- _Records from a data collection_:
------------------------------------

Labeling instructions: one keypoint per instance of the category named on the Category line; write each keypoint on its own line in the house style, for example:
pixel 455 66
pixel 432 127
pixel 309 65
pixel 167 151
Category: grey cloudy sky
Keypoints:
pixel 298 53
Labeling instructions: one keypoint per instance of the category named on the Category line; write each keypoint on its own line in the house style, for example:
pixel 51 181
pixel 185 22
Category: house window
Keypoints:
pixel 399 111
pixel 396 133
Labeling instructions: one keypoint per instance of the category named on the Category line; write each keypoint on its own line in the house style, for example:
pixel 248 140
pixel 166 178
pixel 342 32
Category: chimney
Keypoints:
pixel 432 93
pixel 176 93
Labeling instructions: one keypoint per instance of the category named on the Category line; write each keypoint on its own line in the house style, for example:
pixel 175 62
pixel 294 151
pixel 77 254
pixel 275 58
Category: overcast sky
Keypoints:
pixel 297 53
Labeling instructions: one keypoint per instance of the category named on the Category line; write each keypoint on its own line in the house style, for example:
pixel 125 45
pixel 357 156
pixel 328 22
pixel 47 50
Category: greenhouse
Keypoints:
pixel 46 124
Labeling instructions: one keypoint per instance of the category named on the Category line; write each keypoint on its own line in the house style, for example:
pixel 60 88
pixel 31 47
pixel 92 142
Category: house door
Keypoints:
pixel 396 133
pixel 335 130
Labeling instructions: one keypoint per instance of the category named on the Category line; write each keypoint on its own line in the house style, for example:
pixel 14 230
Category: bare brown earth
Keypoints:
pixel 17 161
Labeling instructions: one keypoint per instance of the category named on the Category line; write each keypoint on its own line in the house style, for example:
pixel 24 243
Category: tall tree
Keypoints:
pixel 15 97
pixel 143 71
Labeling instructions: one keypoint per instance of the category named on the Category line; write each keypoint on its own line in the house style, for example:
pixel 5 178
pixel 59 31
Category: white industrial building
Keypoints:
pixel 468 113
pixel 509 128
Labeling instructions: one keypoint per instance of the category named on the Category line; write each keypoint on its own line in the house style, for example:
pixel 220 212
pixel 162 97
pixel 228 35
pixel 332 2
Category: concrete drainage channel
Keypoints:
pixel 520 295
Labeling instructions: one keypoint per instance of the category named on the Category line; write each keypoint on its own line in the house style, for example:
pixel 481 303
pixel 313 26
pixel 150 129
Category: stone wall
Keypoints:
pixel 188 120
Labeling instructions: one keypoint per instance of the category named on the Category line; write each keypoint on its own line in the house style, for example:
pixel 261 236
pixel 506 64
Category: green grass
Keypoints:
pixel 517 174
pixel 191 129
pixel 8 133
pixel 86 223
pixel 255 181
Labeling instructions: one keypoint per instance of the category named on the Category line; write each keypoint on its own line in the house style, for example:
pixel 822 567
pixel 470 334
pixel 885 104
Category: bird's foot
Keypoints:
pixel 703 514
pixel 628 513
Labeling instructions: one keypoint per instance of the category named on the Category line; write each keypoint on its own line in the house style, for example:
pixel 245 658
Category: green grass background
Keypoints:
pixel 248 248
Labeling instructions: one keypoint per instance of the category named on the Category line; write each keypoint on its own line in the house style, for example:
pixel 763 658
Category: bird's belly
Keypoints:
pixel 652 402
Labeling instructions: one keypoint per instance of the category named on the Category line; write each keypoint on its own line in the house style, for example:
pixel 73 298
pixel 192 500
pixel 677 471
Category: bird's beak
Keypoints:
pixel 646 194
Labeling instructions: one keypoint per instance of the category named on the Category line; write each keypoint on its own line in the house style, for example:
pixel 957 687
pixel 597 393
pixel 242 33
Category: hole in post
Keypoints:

------------------------------------

- _THE REQUEST_: Rewrite the lines from the beginning of the entries through the line holding "pixel 298 53", inclusive, as a numbered list, leaving out any blank lines.

- _ANSWER FOR THIS EXERCISE_:
1. Labeling instructions: one keypoint per instance of the category named on the Category line; write each keypoint on its own line in the house style, for example:
2. pixel 455 66
3. pixel 432 127
4. pixel 309 65
5. pixel 167 151
6. Category: grey cloudy sky
7. Keypoints:
8. pixel 298 53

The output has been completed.